§ WHAT THIS TASK INVOLVES
Nothing before the line containing "Query: chair seat" belongs in the answer; quote that line and all lines after it through the end of the material, word for word.

§ MATERIAL SUPPLIED

^^^^

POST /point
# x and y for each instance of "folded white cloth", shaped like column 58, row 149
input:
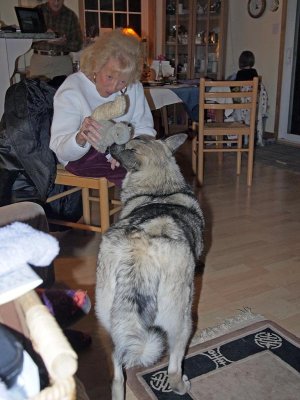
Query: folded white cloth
column 20, row 245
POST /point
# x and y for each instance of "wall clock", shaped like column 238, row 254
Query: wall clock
column 274, row 5
column 256, row 8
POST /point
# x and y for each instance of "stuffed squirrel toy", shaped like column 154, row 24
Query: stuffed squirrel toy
column 114, row 132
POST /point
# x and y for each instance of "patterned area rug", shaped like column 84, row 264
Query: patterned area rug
column 260, row 361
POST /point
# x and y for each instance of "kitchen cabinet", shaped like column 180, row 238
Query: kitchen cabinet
column 194, row 37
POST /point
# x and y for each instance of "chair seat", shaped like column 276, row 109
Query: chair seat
column 107, row 203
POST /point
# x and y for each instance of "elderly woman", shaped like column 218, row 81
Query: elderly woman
column 109, row 67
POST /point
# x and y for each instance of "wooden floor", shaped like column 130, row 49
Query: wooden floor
column 252, row 256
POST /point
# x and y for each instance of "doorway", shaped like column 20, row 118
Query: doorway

^^^^

§ WRITTEN RESPONSE
Query: chair seat
column 107, row 203
POST /point
# x and y for each instance of "elderly woman", shaped like column 218, row 81
Query: elderly woman
column 109, row 67
POST /point
# x and y for each instance of "wooden floor", shaped like column 130, row 49
Query: wooden floor
column 252, row 256
POST /point
# x and y for each instance of "doorway", shaped like column 20, row 118
Query: doorway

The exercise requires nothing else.